Work request. All the entries need to be quoted exactly, apart from the pictures, which you should drop.

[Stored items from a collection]
◇ ◇ ◇ ◇ ◇

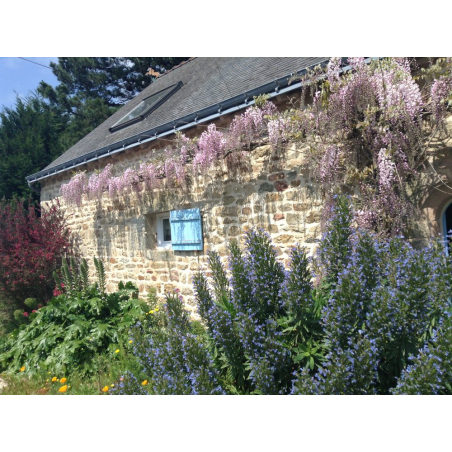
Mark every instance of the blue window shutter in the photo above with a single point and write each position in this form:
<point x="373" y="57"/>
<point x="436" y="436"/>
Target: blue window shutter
<point x="186" y="230"/>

◇ ◇ ◇ ◇ ◇

Solved problem.
Mark every instance of the blue window shutter in the photo above with a single point and write each position in this form:
<point x="373" y="57"/>
<point x="436" y="436"/>
Target: blue window shutter
<point x="186" y="230"/>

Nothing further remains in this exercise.